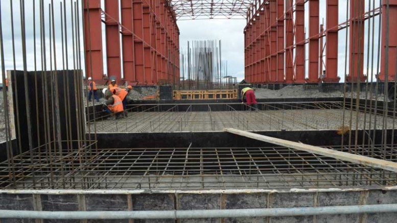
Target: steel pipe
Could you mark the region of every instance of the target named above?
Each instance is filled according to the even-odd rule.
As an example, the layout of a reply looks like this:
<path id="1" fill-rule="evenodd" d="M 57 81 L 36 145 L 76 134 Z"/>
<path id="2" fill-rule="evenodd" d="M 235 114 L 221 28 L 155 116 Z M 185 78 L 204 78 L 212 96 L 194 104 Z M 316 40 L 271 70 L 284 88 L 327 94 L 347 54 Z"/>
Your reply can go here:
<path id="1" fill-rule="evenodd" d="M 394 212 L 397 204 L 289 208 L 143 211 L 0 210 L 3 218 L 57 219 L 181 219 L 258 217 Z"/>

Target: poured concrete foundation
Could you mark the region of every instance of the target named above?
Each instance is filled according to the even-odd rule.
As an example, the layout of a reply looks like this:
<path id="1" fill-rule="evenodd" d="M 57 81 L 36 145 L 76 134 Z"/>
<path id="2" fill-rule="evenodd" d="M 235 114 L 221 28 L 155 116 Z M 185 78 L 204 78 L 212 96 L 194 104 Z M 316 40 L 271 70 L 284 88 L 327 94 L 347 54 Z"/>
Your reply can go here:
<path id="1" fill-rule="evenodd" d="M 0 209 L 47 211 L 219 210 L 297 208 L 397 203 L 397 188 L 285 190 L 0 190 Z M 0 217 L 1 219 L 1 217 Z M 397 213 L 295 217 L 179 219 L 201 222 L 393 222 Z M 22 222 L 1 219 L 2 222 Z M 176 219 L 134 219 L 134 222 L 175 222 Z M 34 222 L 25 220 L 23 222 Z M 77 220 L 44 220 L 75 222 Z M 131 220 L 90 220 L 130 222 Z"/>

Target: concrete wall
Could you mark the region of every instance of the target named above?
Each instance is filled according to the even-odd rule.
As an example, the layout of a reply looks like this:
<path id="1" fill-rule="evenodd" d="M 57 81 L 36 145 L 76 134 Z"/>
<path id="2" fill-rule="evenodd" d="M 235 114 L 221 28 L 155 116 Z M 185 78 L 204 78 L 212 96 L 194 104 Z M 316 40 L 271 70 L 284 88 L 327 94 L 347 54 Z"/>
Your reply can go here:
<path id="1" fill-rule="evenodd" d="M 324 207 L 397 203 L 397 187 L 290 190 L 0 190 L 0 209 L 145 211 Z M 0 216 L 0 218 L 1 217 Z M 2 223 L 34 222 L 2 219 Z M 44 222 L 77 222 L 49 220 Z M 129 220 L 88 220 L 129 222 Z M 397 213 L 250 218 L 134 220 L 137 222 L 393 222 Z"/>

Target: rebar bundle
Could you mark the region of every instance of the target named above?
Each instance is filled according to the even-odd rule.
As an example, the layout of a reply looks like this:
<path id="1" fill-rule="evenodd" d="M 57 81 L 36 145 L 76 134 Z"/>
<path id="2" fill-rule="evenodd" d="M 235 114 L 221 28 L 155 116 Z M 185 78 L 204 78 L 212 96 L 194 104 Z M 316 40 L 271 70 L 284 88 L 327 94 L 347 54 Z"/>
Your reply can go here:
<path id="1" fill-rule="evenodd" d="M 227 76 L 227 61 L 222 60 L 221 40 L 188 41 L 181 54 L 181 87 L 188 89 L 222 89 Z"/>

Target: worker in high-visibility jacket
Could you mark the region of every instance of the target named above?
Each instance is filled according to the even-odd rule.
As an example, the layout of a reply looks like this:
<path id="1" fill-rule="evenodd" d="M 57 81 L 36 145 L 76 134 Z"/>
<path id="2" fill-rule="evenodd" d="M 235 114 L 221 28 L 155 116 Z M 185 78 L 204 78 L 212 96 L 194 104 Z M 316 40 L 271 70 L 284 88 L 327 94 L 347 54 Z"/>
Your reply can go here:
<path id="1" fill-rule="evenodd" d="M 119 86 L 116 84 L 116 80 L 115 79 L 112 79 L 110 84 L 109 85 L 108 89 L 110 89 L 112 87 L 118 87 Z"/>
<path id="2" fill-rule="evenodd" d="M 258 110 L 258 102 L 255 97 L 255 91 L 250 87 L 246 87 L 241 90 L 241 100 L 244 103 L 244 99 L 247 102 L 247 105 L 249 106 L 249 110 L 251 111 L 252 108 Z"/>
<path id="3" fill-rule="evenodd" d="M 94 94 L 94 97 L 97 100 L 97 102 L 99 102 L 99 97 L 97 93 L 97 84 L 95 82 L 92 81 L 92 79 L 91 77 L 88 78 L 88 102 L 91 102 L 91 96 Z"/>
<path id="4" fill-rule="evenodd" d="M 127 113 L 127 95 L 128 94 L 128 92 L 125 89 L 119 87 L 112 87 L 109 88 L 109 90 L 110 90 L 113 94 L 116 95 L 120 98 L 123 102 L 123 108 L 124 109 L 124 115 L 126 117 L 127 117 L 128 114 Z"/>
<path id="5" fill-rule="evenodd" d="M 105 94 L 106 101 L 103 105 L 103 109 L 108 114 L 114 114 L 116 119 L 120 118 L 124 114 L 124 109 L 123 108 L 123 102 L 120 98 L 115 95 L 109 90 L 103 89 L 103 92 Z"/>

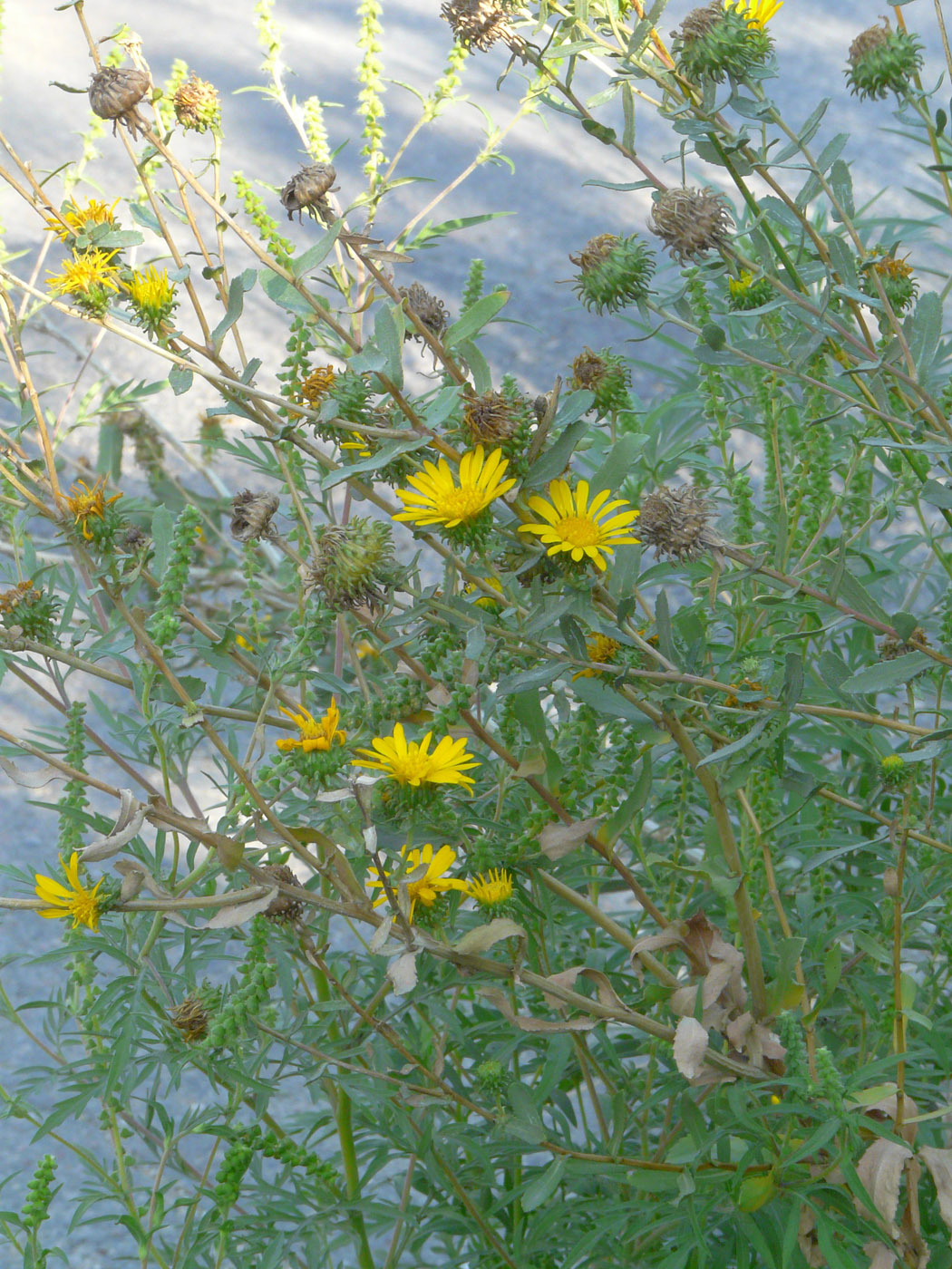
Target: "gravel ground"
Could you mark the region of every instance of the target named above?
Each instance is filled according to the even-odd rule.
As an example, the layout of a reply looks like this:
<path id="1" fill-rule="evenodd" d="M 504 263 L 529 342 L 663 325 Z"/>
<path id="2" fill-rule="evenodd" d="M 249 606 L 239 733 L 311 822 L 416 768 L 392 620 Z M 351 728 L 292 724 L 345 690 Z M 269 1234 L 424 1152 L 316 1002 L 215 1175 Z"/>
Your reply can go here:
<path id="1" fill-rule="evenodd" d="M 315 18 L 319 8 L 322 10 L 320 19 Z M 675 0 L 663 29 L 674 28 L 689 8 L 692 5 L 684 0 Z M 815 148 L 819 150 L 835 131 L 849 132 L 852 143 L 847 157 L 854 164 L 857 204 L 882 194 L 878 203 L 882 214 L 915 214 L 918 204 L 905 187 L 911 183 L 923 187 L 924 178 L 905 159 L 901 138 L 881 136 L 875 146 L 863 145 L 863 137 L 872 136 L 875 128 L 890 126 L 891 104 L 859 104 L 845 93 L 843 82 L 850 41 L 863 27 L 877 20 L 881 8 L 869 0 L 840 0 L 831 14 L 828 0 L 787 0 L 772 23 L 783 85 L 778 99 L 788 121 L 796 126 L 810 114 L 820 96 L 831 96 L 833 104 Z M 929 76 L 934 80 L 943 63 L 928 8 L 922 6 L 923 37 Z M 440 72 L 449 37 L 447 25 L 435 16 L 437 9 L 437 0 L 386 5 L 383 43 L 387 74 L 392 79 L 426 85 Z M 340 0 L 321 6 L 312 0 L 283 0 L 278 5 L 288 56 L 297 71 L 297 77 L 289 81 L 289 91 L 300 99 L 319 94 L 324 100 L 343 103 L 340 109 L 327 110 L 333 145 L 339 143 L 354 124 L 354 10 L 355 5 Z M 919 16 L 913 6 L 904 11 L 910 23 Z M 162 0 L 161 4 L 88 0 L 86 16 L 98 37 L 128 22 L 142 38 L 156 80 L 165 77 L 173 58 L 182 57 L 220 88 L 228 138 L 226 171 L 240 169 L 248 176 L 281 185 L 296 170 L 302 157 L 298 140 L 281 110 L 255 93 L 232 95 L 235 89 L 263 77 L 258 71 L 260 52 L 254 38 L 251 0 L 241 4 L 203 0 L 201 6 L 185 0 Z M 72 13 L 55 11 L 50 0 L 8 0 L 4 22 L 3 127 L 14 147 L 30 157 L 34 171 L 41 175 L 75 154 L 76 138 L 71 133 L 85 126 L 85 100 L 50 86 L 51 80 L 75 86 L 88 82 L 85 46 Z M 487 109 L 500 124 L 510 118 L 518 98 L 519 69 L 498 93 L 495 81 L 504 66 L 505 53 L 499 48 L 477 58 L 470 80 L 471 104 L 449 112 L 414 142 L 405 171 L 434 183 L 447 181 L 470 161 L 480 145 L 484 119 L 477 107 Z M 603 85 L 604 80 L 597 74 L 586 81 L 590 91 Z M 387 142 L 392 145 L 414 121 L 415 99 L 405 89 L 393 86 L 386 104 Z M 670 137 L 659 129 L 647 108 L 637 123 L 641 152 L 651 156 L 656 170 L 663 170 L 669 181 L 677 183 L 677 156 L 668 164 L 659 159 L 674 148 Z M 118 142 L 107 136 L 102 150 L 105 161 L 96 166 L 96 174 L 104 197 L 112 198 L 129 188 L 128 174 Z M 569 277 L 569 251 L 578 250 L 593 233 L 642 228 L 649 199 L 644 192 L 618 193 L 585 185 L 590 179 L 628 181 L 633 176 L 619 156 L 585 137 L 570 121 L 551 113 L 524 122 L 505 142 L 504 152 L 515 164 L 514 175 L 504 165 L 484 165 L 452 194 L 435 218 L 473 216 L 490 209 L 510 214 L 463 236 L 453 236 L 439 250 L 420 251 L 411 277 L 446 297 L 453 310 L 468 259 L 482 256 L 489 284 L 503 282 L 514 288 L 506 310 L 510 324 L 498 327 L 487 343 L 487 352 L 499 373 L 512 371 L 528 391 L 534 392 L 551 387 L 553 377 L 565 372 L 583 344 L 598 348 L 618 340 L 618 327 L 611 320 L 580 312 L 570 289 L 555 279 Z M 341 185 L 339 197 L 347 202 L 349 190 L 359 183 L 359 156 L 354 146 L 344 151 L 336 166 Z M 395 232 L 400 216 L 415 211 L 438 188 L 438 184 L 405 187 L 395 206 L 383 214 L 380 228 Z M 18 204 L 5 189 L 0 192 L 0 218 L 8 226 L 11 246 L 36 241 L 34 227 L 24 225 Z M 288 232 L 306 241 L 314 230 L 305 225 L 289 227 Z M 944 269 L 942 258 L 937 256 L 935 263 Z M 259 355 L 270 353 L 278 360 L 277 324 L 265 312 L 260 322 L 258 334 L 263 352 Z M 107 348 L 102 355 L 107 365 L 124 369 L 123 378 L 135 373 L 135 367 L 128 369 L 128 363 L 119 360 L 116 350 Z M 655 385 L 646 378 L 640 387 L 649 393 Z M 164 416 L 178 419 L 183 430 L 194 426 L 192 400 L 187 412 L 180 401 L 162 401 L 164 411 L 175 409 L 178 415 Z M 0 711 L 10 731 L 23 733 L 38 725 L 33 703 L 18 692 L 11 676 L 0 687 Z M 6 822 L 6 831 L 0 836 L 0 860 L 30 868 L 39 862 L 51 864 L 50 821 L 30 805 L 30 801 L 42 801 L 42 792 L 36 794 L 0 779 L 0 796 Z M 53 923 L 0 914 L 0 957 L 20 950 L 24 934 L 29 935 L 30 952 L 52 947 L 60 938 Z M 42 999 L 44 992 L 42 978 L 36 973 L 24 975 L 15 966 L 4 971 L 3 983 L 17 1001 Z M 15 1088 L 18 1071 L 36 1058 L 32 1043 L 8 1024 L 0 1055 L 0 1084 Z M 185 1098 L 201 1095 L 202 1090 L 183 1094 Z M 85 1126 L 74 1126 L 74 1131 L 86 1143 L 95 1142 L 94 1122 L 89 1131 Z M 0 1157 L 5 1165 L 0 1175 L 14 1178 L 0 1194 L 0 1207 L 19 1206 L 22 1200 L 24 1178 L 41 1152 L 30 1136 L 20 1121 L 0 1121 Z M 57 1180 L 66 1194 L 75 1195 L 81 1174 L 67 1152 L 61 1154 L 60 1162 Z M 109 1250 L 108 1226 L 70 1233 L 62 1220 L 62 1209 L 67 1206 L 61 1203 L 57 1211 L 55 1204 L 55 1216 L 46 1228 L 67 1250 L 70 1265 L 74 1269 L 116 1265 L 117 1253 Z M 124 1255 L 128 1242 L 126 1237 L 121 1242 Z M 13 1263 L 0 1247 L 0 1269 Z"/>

OBJECTIVE. Please retype the stretch of the material from the line containing "Target: concrete wall" through the line containing "324 207 L 397", both lines included, with every character kept as it is.

WRITTEN ANSWER.
Target: concrete wall
Could you mark the region of every instance of the target named above?
Each instance is filled according to the even-odd rule.
As an example, the layout of a reply looks like this:
<path id="1" fill-rule="evenodd" d="M 57 81 L 36 145 L 76 134 Z"/>
<path id="2" fill-rule="evenodd" d="M 235 114 L 221 28 L 155 116 Z M 185 78 L 204 78 L 212 96 L 194 104 Z M 316 40 L 271 70 L 284 88 L 327 94 L 347 54 Z"/>
Your reply can go here:
<path id="1" fill-rule="evenodd" d="M 324 207 L 397 203 L 397 187 L 290 190 L 0 190 L 0 209 L 145 211 Z M 0 216 L 0 218 L 1 217 Z M 2 223 L 34 222 L 2 219 Z M 44 222 L 77 222 L 49 220 Z M 129 220 L 88 220 L 129 222 Z M 397 213 L 250 218 L 134 220 L 137 222 L 393 222 Z"/>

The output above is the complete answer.